*THE TASK*. An exact reprint of the data below is required, line for line.

(Collected data)
↓

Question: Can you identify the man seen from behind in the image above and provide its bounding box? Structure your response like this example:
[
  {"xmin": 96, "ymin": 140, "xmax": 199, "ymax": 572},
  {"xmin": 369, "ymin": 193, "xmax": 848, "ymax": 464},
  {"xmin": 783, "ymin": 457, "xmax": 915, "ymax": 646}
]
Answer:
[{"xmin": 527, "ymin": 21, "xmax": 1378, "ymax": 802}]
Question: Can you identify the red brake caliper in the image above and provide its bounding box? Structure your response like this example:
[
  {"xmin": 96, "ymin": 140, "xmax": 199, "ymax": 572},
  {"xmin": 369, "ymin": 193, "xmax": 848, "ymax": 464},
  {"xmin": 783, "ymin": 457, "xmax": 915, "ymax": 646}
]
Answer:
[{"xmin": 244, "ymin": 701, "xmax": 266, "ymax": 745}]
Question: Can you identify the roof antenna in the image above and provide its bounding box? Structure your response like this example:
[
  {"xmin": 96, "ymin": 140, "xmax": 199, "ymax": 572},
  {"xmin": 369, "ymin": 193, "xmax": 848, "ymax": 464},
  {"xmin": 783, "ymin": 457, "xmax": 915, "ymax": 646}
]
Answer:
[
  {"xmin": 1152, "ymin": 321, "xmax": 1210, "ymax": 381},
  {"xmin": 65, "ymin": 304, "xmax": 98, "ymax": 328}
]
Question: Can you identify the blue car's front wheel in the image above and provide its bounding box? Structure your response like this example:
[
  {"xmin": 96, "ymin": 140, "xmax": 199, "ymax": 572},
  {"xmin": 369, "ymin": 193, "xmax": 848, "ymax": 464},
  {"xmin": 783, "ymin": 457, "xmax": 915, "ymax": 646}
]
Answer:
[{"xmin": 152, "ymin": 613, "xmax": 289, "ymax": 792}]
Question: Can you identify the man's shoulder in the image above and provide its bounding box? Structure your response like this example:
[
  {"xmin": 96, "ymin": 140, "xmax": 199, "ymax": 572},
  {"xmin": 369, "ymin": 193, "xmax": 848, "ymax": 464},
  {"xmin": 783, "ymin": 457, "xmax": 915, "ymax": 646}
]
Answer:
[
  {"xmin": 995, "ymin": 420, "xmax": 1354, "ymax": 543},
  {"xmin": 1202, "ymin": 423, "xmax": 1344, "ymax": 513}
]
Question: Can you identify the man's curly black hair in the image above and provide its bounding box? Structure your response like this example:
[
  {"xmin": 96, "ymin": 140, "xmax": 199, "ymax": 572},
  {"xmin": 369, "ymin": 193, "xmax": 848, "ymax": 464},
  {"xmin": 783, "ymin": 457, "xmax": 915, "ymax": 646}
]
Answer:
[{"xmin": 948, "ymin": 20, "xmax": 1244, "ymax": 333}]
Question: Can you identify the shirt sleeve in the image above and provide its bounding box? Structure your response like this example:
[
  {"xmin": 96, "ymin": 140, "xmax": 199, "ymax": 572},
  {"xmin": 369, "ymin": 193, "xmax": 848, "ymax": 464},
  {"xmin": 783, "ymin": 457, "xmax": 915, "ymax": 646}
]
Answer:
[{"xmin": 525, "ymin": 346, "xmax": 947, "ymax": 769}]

↑

*SOLUTION FOR THIS TASK*.
Question: Can you identify the man seen from behind in the image above and provide its bounding box? Structure your response like this example:
[
  {"xmin": 96, "ymin": 140, "xmax": 199, "ymax": 572},
  {"xmin": 369, "ymin": 193, "xmax": 848, "ymax": 464},
  {"xmin": 783, "ymin": 457, "xmax": 915, "ymax": 646}
]
Answer:
[{"xmin": 527, "ymin": 21, "xmax": 1378, "ymax": 802}]
Question: Can you identify the red brake caliper in the image above and provide its bounding box? Structure your response like this example:
[
  {"xmin": 96, "ymin": 140, "xmax": 199, "ymax": 572},
  {"xmin": 369, "ymin": 193, "xmax": 848, "ymax": 464},
  {"xmin": 783, "ymin": 457, "xmax": 915, "ymax": 646}
]
Answer:
[{"xmin": 244, "ymin": 701, "xmax": 266, "ymax": 745}]
Question: Can you identify the roof antenna in the image above and provide its bounding box? Structure your response like this example:
[
  {"xmin": 96, "ymin": 140, "xmax": 199, "ymax": 572},
  {"xmin": 369, "ymin": 193, "xmax": 848, "ymax": 464},
  {"xmin": 783, "ymin": 457, "xmax": 915, "ymax": 646}
]
Answer:
[
  {"xmin": 1152, "ymin": 321, "xmax": 1210, "ymax": 381},
  {"xmin": 65, "ymin": 304, "xmax": 98, "ymax": 328}
]
Question: Can you identify the blue car's front wheel in the image above and provide its bounding box? Structure your response like this example:
[
  {"xmin": 96, "ymin": 140, "xmax": 199, "ymax": 572},
  {"xmin": 369, "ymin": 193, "xmax": 848, "ymax": 464},
  {"xmin": 783, "ymin": 457, "xmax": 915, "ymax": 646}
]
Answer:
[{"xmin": 152, "ymin": 613, "xmax": 289, "ymax": 792}]
Question: Can you identify the man's shoulder in the image above and provide its bounding box? Structure your response like this example:
[
  {"xmin": 96, "ymin": 140, "xmax": 199, "ymax": 572},
  {"xmin": 369, "ymin": 193, "xmax": 848, "ymax": 464},
  {"xmin": 783, "ymin": 457, "xmax": 915, "ymax": 646}
]
Answer:
[
  {"xmin": 995, "ymin": 420, "xmax": 1354, "ymax": 543},
  {"xmin": 1202, "ymin": 423, "xmax": 1344, "ymax": 513}
]
Question: Can you identify the man's curly black hair in the image above and provide its bounding box? Structure your response like this example:
[
  {"xmin": 96, "ymin": 140, "xmax": 199, "ymax": 572},
  {"xmin": 369, "ymin": 193, "xmax": 848, "ymax": 464},
  {"xmin": 783, "ymin": 457, "xmax": 915, "ymax": 646}
]
Answer:
[{"xmin": 948, "ymin": 20, "xmax": 1244, "ymax": 333}]
Question: Can you identify the shirt sleeve in the image above and provide its bounding box? Structure your response like this example:
[
  {"xmin": 96, "ymin": 140, "xmax": 199, "ymax": 572},
  {"xmin": 369, "ymin": 193, "xmax": 848, "ymax": 464},
  {"xmin": 783, "ymin": 457, "xmax": 915, "ymax": 646}
]
Answer:
[{"xmin": 525, "ymin": 346, "xmax": 947, "ymax": 769}]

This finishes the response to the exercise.